== Requests ==
#1 In the listing, swap "concrete column" for "stone pillar". Rewrite the listing lines with no other changes.
#2 Write the next part of the post on grouping SKU search results by product family, starting after its final sentence.

*** Document extract

Suo Lu

Thinking in Data

| | email

Document Grouping Problem

Suppose you own a clothing enterprise and sell products online, think about the following case:

There are a large amount of T-shirt with many occasions, styles, colors etc. You recording each of them onto the page. Through front-end search system, user can browsing/search any T-shrit they like and punch.

Sounds good, right? Unfortunately, search experience may pretty bad. Because of each kind of clothes is likely to have many colors and sizes, you search result is filled with "same" product.

This is I called "Document Grouping Problem".
How to solve it? Quick answer: sku data fields redundancy with aggregation search.

Data Structure

First of all, regards different color/size as different product is reasonable. They have separate price and stock status, thay are SKUs.

In the Search Index saving skus Cartesian Product:

SKU# NAME KEYWORD (color, size) FAMILY_ID
10001 Sweetly T-shirt 1 Blue, M 1
10002 Sweetly T-shirt 2 Blue, XL 1
10003 Sweetly T-shirt 3 Red, M 1
10004 Sweetly T-shirt 4 Red, XL 1
10005 Easy-chic T-shirt 1 Blue, M 2
10006 Easy-chic T-shirt 2 Blue, XL 2
10007 Easy-chic T-shirt 3 Red, M 2
10008 Easy-chic T-shirt 4 Red, XL 2

For the index building, prepare the family data in the database, separate a table for family info.

SKU# FAMILY_ID ATTR_NAME ATTR_VALUE ATTR_TYPE
10001 1 Color Blue Swatch
10001 1 Size M Dropdown
... ... ... ... ...
10008 2 Color Red Swatch
10008 2 Size XL Dropdown

(Above DB table is just a example, it depends on your product management system and may need optimize.)

Querying

Now let's use aggregation at search.

******
*** Dataset entries

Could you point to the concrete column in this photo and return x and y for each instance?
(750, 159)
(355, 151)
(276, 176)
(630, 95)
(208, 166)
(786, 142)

******

== Answers for the exercise ==
#1
Could you point to the stone pillar in this photo and return x and y for each instance?
(750, 159)
(355, 151)
(276, 176)
(630, 95)
(208, 166)
(786, 142)

#2
Aggregation (called Faceting in some search engine) is similar to "Group By" in relational database. Throwing search with query term and point out the fields to aggregate, you can get all matched result with gather family results.

WARNING
Please NOTE that above solution will only working when you don't need exact record pagination info (For example you can fetch 20 records at every scroll down, but you can't go to specific page). Otherwise you have to fetch all records at the same time and "group by" manually.

A alternative solution is create a secondary index for family product. Firstly query as normal, if you want to show all family products at the same zone, then use returned family id query all others.

I'm not go through the detail of aggregation search API here, please refer to SimpleFacetParameters for Solr and Search Aggregations for Elasticsearch.
Endeca Nu native support returning records aggregation.

In Conclusion

Search Experience is very very important, as a search engineer you need to keep looking into it and try to make some improvement at every single day.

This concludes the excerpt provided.